**Exercise goal**
Retype only the lines at the head of the records, first through the one with "Target: red and white polka dot umbrella", exactly as written.

(Stored items from a collection)

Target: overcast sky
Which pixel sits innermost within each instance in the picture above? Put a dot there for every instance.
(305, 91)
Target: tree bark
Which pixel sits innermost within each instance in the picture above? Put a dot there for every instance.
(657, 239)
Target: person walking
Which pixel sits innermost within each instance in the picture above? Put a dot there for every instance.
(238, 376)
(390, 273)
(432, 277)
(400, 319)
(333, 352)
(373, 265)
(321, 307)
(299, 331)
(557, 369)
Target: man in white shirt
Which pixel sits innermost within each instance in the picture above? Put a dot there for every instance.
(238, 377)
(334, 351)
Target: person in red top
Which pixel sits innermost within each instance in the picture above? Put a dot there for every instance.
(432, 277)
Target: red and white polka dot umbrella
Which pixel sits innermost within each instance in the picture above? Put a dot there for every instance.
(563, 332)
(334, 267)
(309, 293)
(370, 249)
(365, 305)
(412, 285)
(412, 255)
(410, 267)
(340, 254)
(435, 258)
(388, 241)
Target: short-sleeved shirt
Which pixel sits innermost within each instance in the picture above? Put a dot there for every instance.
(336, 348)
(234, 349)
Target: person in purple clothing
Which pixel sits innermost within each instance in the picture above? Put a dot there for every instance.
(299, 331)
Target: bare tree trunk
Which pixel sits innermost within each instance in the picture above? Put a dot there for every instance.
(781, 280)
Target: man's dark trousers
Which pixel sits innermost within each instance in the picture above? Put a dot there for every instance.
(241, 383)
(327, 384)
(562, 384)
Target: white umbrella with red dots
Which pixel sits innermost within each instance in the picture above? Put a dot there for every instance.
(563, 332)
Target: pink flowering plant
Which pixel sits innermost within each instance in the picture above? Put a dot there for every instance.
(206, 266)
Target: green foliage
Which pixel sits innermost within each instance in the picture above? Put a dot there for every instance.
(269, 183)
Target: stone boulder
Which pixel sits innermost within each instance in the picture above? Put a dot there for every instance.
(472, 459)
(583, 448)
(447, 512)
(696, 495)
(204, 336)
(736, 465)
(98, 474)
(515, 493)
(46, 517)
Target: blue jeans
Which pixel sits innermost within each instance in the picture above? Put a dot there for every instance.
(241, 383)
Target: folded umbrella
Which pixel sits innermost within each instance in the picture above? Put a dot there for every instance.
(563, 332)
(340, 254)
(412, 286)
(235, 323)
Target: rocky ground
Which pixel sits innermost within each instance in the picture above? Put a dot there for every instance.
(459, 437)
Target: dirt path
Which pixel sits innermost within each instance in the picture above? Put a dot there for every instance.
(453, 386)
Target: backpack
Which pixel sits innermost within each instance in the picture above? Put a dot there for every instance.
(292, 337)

**Result of the exercise**
Target: overcast sky
Which pixel sits innermost within each instance in the picture above? Put a dot there for every instance.
(305, 91)
Target: tree bark
Which pixel sits innermost within each instance in the picture above? Put a dot there for every instance.
(657, 239)
Target: person walking
Which pixel sits innermost within each instance in the picture above? Put a dot there for every instance.
(238, 376)
(390, 273)
(432, 277)
(400, 319)
(333, 352)
(373, 265)
(321, 307)
(299, 331)
(557, 369)
Target: man in white shirt
Which pixel sits innermost within each instance in the picture above? Put a dot there for every instance.
(238, 377)
(334, 351)
Target: person in red top
Which pixel sits innermost within each instance in the picture above? Put a dot there for every instance.
(432, 277)
Target: red and white polka dot umbrella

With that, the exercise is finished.